Exercise task
Please print every line from the one containing "point: white cloud" through the last line of the records below, exactly as written and nothing more.

Exercise material
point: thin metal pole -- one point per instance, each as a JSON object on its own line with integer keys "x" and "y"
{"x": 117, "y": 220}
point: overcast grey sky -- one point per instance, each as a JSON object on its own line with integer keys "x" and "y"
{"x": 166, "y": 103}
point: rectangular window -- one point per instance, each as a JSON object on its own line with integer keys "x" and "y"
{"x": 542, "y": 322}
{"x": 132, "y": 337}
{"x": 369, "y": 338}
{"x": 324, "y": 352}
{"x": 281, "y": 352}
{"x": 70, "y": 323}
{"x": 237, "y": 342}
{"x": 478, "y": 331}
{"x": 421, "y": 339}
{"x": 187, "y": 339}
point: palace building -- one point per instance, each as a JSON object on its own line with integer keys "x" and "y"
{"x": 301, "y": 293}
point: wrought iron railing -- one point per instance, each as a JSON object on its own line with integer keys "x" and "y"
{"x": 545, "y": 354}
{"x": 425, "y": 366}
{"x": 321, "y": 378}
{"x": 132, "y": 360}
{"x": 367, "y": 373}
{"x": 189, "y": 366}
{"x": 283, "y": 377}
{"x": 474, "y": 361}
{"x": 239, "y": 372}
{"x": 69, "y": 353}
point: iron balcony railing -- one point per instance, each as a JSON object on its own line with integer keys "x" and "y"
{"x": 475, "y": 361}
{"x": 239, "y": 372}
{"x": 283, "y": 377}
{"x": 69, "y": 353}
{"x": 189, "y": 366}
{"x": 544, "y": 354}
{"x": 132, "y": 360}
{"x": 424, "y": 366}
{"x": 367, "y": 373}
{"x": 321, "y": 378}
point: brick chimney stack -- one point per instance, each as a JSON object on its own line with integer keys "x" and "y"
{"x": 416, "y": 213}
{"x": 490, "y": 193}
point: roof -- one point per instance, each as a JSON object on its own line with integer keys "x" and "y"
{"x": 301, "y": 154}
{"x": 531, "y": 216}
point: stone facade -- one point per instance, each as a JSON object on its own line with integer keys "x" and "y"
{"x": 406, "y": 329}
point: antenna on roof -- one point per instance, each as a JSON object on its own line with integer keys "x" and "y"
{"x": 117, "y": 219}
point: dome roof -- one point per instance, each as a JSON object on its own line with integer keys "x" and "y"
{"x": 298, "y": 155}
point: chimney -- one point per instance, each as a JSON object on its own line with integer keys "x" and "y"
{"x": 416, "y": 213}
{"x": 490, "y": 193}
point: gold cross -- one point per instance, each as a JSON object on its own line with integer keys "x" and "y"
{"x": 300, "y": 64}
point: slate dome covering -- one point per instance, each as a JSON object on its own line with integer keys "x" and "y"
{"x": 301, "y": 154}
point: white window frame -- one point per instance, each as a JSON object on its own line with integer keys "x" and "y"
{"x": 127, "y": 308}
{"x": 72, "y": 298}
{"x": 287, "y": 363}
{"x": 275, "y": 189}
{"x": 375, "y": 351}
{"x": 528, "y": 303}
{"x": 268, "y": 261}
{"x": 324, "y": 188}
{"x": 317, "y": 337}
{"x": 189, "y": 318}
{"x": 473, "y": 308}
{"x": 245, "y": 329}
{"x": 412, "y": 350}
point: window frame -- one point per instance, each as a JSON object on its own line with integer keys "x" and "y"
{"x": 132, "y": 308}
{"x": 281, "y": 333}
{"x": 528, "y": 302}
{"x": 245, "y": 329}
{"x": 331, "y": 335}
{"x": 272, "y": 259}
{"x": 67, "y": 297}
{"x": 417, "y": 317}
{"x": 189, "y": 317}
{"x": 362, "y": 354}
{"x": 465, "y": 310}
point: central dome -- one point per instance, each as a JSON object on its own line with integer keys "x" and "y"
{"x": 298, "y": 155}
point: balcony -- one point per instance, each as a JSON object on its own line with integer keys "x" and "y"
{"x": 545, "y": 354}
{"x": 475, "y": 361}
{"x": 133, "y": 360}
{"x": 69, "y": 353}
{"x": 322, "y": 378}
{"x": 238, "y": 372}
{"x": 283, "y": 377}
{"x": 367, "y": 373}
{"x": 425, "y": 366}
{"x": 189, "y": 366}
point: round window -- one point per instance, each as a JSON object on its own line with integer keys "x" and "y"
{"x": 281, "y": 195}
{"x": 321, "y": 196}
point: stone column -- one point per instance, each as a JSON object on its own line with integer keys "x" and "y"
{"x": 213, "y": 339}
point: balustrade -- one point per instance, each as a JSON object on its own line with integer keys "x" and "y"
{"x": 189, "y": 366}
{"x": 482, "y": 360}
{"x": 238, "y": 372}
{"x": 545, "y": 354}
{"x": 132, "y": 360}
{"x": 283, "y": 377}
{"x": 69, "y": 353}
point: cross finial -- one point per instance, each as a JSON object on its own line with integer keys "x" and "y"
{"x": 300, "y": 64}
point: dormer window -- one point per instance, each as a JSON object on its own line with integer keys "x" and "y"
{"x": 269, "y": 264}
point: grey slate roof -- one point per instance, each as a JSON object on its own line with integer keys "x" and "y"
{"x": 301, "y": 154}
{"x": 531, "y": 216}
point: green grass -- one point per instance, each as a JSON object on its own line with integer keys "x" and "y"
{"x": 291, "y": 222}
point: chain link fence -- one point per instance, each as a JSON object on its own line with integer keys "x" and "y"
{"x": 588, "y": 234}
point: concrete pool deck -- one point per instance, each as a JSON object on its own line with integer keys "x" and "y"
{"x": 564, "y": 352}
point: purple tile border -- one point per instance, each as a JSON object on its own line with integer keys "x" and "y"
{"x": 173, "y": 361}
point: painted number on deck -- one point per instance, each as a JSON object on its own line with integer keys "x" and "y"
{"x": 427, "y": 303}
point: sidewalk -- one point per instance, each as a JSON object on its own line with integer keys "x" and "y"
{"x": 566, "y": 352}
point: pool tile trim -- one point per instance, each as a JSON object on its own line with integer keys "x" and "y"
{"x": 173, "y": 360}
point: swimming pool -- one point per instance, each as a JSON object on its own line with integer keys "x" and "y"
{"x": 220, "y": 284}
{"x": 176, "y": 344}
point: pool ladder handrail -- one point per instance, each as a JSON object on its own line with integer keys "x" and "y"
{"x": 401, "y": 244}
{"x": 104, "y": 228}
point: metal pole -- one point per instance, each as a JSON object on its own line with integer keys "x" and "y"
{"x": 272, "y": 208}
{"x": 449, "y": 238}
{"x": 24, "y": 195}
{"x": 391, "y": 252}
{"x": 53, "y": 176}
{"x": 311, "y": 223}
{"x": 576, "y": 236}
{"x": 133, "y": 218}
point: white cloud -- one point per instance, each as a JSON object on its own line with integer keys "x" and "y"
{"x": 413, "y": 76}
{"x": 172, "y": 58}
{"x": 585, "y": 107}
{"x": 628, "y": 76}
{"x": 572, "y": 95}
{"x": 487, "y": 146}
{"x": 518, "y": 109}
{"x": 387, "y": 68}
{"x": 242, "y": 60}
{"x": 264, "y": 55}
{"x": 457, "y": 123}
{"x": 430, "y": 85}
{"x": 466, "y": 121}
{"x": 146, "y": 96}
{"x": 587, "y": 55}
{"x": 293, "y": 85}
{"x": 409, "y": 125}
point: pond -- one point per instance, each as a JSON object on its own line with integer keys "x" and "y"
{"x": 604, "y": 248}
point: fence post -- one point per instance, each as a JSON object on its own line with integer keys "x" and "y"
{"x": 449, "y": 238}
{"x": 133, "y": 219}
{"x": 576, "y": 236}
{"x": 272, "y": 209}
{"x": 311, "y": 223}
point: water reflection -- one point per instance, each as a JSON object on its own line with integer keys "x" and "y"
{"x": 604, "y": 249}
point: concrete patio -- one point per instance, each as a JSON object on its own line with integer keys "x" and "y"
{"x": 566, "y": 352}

Full output
point: white cloud -- one point per instance, each as a JSON object on its own line with integer keys "x" and "y"
{"x": 413, "y": 76}
{"x": 172, "y": 58}
{"x": 585, "y": 107}
{"x": 628, "y": 76}
{"x": 572, "y": 95}
{"x": 487, "y": 146}
{"x": 518, "y": 109}
{"x": 387, "y": 68}
{"x": 242, "y": 60}
{"x": 264, "y": 55}
{"x": 457, "y": 123}
{"x": 430, "y": 85}
{"x": 466, "y": 121}
{"x": 146, "y": 96}
{"x": 587, "y": 55}
{"x": 293, "y": 85}
{"x": 409, "y": 125}
point: pond -- one point per instance, each as a JSON object on its own line with integer keys "x" and "y"
{"x": 604, "y": 248}
point: fence post -- one point per instance, each as a JSON object on its own line with integer keys "x" and "y"
{"x": 449, "y": 238}
{"x": 133, "y": 219}
{"x": 576, "y": 236}
{"x": 272, "y": 209}
{"x": 311, "y": 223}
point: water reflection -- one point per instance, each as a JSON object on its own line with integer keys "x" and "y"
{"x": 604, "y": 249}
point: concrete patio -- one point per instance, each as a JSON object on its own line with integer keys "x" and "y"
{"x": 566, "y": 352}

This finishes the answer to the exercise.